[AIM] Copy the listing below line for line, changing nothing.

## BEGIN RECORD LIST

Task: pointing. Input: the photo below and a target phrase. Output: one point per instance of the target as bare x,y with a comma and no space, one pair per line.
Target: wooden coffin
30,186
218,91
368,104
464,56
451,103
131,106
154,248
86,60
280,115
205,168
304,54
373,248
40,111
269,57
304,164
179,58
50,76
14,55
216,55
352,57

## END RECORD LIST

[OUTPUT FOR THIS EXERCISE]
Task: pointing. Input: the photo below and a target phrase. Output: one point per instance of the target as bare x,y with a comma and no space, one pair per line.
Target: wooden coffin
30,186
218,91
368,104
464,56
451,103
131,106
154,248
86,60
280,115
205,168
304,54
373,248
40,111
269,57
304,164
179,58
50,76
14,55
216,55
352,57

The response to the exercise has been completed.